[Task]: Up to the line containing "of the palm", nothing is kept; from that line through the end of the data below, output every line exactly.

[Provided material]:
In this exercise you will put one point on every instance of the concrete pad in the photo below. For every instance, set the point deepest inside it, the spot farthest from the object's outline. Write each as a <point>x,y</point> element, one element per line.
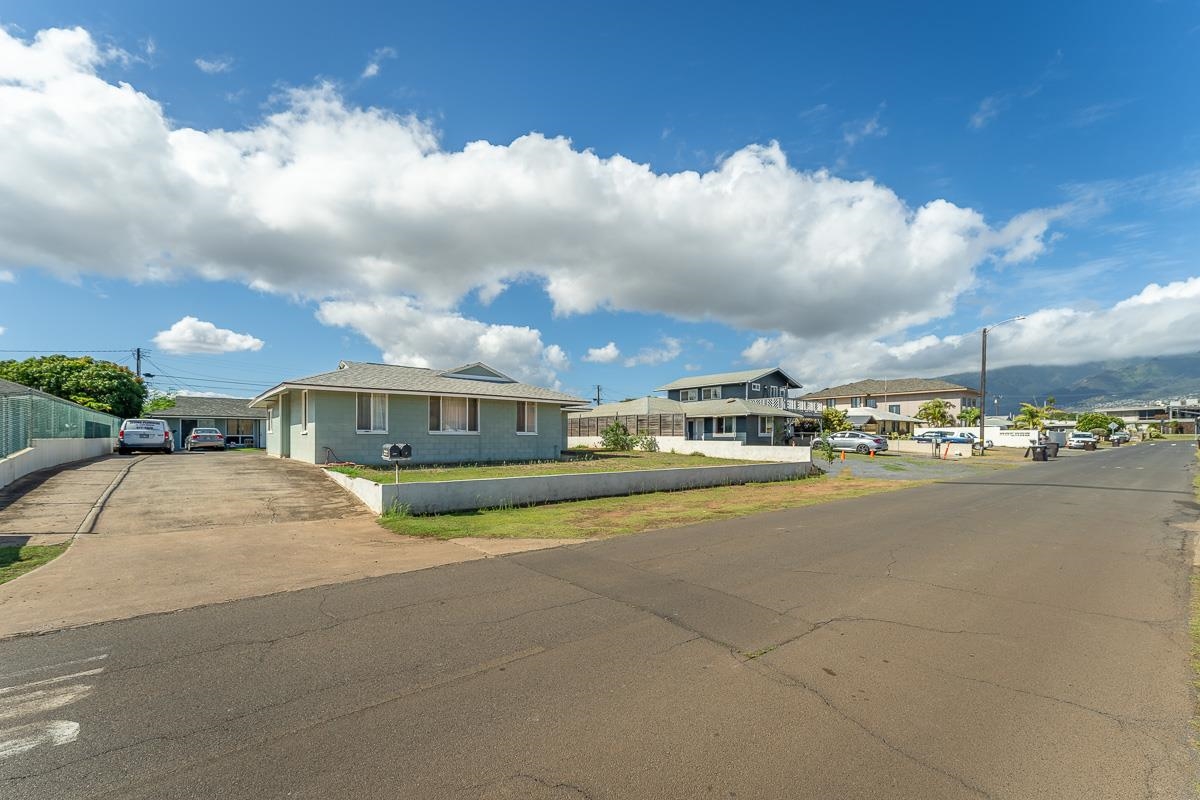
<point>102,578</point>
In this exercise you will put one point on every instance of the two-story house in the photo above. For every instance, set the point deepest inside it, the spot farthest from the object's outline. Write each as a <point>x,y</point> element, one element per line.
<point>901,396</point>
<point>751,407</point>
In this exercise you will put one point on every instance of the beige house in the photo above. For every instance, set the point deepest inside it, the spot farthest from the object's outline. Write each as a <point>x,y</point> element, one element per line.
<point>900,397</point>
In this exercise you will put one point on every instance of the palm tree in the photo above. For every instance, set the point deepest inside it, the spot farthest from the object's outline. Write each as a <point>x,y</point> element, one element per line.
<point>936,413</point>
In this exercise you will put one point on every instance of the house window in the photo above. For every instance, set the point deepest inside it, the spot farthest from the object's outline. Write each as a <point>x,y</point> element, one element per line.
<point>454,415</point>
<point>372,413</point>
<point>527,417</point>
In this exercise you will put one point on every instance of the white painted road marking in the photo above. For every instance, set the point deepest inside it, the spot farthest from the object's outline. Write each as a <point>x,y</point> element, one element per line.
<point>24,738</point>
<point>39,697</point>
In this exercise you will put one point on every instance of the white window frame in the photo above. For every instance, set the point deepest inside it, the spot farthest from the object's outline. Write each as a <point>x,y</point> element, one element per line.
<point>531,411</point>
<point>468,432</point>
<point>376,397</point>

[Task response]:
In this exercise you will put one point on every instance of the palm tree in the photo above. For every instance, set the point deepest inside it, the spot farthest from the object's outline. Write each as a <point>x,y</point> element, one element per line.
<point>936,413</point>
In this exercise you will put one point on every instance of the house window in the photo above. For every instance, set the point deepest inside it, the spot farthest from the object's outline. Write each as a <point>x,y</point> element, one element per line.
<point>454,415</point>
<point>372,413</point>
<point>527,417</point>
In this exercise you will put one point on every instance of the white painted road marking in the photo above. For every instance, set the point deepest inside it, the spot farthest from the object's outline. Write each as a <point>x,y</point> element, one element per line.
<point>24,738</point>
<point>39,697</point>
In this exercise you will put one point on every instance of the white window frame in the photo above. For every instance, set the point deepest inside it, the spot farthest from the object's outline. Write each as a <point>x,y</point> element, one element per line.
<point>531,411</point>
<point>468,432</point>
<point>376,397</point>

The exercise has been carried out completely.